**Source material:**
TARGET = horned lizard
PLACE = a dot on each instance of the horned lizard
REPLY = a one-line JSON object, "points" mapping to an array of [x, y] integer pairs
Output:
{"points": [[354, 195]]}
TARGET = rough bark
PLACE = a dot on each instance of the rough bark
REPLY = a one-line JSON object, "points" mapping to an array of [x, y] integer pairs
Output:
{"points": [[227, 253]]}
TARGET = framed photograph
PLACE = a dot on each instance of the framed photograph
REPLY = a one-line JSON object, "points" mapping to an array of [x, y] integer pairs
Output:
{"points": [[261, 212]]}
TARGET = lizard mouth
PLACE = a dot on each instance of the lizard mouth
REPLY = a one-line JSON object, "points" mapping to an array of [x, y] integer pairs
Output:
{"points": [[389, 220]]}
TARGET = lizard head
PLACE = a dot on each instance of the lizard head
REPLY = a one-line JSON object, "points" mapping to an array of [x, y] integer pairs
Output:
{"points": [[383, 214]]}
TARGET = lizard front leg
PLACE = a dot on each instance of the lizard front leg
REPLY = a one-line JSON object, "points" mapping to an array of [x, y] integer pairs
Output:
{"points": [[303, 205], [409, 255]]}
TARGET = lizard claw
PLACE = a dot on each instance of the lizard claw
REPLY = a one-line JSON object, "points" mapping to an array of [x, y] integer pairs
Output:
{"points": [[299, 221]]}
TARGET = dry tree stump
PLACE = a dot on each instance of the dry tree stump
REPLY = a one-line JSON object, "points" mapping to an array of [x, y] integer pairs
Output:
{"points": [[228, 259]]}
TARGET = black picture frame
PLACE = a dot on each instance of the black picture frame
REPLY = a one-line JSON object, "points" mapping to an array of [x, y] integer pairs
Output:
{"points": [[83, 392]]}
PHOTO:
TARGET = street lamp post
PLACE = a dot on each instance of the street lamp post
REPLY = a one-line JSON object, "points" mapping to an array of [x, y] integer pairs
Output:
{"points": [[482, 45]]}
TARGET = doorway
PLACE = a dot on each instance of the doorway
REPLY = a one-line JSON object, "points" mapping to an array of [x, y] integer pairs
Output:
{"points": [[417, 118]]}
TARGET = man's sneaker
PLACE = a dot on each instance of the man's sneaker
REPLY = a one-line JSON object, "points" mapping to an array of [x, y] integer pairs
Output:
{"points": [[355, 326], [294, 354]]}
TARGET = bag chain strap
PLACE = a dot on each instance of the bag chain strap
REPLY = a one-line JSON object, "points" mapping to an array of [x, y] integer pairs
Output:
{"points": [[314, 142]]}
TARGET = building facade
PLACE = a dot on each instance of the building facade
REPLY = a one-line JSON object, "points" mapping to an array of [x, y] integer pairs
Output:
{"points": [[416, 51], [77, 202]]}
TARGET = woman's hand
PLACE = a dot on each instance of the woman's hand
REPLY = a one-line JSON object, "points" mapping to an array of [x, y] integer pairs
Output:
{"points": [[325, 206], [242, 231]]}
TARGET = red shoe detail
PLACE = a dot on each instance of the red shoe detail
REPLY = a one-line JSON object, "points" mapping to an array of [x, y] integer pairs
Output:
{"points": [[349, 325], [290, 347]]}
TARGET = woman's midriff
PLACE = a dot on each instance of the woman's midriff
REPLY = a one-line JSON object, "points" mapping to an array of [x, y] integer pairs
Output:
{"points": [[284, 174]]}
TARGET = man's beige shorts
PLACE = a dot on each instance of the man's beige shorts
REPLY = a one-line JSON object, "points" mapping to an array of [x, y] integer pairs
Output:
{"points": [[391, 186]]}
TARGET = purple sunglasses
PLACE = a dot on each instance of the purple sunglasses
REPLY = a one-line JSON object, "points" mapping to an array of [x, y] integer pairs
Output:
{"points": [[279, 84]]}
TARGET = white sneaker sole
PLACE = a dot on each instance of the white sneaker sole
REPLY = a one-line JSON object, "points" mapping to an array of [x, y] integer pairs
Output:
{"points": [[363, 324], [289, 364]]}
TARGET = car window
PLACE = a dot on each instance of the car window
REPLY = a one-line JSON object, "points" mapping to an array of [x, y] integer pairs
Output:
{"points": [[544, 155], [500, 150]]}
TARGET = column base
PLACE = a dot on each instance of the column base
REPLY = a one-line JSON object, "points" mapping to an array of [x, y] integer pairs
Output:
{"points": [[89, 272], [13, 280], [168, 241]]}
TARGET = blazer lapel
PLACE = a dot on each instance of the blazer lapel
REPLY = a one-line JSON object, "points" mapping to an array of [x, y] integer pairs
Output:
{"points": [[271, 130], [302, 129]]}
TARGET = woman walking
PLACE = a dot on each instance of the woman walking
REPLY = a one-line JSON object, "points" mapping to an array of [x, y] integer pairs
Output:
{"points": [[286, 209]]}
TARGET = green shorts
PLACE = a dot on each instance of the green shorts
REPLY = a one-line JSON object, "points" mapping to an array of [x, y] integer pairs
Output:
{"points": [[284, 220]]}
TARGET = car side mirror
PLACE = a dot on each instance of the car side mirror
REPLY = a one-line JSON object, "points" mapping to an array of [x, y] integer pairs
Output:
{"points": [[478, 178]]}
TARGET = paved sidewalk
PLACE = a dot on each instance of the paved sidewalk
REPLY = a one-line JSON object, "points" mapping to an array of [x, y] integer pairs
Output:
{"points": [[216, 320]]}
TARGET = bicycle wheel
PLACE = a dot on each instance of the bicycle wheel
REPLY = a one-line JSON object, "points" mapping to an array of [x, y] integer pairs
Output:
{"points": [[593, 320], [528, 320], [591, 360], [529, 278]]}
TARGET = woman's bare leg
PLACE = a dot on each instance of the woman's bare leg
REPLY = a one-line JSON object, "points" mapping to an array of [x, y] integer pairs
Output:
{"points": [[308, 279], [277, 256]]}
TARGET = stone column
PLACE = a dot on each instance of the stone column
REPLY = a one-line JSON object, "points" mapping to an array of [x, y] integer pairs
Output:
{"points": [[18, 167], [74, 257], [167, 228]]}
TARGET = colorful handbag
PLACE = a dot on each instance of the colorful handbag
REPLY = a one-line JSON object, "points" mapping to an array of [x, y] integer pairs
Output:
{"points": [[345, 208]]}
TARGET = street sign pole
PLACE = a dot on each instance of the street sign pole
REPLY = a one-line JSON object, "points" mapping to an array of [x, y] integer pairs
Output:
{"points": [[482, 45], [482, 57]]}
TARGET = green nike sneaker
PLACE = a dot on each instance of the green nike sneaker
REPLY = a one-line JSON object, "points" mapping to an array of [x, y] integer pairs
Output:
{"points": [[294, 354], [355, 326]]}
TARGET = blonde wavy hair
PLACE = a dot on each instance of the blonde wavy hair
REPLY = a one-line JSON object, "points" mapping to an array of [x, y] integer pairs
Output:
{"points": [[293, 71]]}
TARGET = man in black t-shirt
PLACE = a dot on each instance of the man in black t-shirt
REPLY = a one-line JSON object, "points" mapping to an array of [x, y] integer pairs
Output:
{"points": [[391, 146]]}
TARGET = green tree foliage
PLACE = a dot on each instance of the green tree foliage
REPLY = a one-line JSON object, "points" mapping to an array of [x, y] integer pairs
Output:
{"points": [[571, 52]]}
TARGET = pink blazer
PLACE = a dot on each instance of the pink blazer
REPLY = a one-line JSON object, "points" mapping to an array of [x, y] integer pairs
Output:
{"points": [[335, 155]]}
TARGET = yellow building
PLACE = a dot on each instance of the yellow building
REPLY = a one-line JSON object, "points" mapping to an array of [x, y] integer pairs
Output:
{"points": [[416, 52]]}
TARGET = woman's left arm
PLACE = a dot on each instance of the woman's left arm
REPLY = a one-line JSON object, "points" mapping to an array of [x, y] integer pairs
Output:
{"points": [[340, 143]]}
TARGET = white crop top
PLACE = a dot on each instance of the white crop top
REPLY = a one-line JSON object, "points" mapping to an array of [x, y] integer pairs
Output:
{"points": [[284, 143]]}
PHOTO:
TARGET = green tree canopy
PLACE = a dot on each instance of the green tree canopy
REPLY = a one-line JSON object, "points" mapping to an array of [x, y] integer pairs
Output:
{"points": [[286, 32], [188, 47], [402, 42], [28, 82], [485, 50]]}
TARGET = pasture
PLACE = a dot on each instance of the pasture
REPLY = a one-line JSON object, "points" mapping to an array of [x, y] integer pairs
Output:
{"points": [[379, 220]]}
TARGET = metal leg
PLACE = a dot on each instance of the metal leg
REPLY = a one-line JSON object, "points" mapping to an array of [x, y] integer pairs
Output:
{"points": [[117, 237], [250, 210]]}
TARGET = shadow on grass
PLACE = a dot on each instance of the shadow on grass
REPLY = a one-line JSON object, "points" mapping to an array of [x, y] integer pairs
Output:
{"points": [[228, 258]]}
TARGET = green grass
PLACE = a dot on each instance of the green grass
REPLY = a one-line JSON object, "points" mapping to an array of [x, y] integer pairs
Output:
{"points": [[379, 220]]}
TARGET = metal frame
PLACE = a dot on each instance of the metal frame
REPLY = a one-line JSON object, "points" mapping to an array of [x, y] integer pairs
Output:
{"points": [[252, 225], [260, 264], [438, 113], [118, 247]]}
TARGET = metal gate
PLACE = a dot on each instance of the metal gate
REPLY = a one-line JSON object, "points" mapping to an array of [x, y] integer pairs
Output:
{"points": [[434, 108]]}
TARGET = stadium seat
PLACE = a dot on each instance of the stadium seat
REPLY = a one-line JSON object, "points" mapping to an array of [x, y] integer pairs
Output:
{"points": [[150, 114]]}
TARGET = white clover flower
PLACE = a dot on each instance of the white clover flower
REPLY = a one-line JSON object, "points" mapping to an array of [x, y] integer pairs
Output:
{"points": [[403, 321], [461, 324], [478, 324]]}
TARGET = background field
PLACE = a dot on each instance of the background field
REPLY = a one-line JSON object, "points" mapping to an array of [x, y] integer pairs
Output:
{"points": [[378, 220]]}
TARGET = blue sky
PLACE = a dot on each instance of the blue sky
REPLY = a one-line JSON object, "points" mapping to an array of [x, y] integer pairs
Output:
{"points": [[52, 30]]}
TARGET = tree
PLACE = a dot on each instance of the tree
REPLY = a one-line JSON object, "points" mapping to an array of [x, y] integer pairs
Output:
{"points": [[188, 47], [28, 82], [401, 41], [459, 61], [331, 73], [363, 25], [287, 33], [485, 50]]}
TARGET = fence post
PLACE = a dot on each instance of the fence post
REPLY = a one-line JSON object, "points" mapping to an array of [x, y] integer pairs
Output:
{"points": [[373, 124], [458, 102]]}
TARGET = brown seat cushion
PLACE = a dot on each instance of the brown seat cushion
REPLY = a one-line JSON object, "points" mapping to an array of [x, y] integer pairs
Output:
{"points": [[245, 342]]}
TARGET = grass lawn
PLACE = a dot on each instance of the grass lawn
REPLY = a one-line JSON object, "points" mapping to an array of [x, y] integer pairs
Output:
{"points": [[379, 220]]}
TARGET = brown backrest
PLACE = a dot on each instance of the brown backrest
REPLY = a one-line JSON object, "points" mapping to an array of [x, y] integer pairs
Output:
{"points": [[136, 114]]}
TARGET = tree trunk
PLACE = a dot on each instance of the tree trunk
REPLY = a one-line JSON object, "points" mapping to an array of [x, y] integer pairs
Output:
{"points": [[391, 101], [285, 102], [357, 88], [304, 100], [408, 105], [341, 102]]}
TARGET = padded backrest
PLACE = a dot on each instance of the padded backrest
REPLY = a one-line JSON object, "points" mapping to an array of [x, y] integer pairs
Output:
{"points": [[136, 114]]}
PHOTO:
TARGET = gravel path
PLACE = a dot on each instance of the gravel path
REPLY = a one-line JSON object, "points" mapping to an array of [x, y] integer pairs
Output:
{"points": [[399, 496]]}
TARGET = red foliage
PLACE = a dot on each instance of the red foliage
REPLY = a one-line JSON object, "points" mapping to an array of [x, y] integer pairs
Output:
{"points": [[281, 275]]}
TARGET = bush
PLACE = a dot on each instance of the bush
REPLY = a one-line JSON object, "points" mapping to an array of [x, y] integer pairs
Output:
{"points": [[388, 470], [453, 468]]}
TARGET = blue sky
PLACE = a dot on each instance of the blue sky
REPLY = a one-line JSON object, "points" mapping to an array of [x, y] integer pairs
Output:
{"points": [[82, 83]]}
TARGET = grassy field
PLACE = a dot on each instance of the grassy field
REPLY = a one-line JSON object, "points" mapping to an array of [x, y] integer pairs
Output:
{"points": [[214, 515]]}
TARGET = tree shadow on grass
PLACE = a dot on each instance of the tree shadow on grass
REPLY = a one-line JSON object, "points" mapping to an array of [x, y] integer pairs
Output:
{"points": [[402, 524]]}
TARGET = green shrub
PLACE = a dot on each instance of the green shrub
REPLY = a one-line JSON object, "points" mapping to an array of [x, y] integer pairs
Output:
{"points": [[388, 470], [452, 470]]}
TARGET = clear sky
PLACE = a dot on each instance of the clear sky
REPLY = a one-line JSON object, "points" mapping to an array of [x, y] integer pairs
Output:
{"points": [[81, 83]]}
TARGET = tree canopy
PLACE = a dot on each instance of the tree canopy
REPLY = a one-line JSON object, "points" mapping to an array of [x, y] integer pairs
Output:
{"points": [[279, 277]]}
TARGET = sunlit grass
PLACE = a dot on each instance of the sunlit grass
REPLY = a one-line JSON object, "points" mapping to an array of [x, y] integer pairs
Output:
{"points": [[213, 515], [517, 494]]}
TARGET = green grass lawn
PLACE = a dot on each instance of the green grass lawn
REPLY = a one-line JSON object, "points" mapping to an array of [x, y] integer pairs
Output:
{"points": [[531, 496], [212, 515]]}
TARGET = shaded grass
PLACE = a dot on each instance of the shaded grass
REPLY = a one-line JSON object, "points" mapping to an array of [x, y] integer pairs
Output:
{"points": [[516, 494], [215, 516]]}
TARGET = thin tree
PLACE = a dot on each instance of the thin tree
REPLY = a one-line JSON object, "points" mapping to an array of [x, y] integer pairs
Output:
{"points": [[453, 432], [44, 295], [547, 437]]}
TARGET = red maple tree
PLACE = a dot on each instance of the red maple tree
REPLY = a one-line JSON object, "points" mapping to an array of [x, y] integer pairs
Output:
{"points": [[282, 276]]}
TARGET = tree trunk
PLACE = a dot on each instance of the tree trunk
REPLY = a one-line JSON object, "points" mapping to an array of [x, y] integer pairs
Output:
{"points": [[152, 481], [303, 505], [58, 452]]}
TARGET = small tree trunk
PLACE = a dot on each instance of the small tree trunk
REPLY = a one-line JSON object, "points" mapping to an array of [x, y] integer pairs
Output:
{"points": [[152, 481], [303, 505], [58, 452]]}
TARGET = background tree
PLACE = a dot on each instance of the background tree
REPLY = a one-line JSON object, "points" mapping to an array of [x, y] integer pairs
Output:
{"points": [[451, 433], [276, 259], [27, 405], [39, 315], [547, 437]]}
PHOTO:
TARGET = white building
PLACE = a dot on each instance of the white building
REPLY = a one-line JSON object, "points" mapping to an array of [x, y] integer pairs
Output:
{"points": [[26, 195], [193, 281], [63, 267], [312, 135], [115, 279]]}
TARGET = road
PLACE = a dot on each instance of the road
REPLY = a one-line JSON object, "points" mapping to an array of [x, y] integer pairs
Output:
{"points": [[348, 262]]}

**Set task:**
Copy exactly, word for word, the line with "TARGET = small tree trunk" through the final line of the listing.

**Exercise output:**
TARGET = small tree trunk
PLACE = a dot on each instance of the small tree trunk
REPLY = a one-line JSON object, "points" mapping to an array of [x, y] integer pairs
Output:
{"points": [[152, 481], [303, 505], [58, 452]]}
TARGET = background tree
PLACE = a dot on each instance of the background tree
REPLY = a one-line JSON object, "points" mapping to an array of [x, y] integer pairs
Output:
{"points": [[451, 433], [276, 259], [27, 405], [39, 315], [547, 437]]}
PHOTO:
TARGET = white building
PLACE = a dot on each instance of the white building
REPLY = a one-line JSON object, "points" mapping to an array of [x, y] integer pairs
Output:
{"points": [[26, 195], [193, 281], [63, 267], [312, 135], [115, 279]]}
TARGET = road
PLACE = a dot on each instance of the road
REPLY = a one-line JSON object, "points" mapping to an array of [x, y] integer pairs
Output:
{"points": [[348, 262]]}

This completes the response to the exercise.